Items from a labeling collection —
— begin —

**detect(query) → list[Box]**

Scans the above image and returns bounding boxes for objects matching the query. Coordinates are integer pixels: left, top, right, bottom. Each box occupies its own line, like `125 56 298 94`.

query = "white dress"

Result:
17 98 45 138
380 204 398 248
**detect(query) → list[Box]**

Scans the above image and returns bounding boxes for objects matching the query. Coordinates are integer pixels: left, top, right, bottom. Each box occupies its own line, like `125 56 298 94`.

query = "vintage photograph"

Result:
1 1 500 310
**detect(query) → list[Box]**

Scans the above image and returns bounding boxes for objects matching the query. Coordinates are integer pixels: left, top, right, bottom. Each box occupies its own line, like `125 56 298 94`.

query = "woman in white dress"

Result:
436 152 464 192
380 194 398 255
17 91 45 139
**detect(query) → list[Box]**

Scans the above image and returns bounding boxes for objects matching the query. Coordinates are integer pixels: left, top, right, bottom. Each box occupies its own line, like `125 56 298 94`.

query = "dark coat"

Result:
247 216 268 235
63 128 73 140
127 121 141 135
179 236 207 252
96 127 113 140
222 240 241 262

— end —

WRITTEN INSTRUCTION — Rewrite every row above with "integer pixels" changed to "whole-number pixels", leaving everything else the same.

SOLVED PROBLEM —
**detect(query) → list[Box]**

Scans the above image and returns bounding boxes for objects matching the query. Coordinates are whole-number pixels: left, top, right, bottom. Each box occupies its own line, like `125 56 298 94`.

query = "white dress"

Result:
17 98 45 138
380 204 398 248
**detect(query) → list[Box]**

Scans the above image and returns bounding boxes for objects matching the query. Coordinates are whole-number pixels: left, top, right, bottom. Each box occupies its own line, like `125 56 298 94`.

query = "vintage photograph"

Result:
1 1 500 310
**detect(query) → list[Box]**

Scans the above image and returns bounding boxes for objects matching the query. Coordinates are whole-number pixels: left, top, right, bottom. Each box occupies its own line, like `125 56 298 94`.

query = "woman in white dress"

Result:
436 152 464 192
380 194 398 255
17 91 45 139
**detect(query) → list[Box]**

Scans the above image and returns bounding boxes for objects matching the query. Coordinates are whole-number pixels: left, top, right, bottom. Each box occupies its own line, like `125 56 298 94`.

query = "dark coat"

Result:
247 216 268 235
63 128 73 140
127 121 141 135
179 236 207 252
96 127 113 140
222 240 241 262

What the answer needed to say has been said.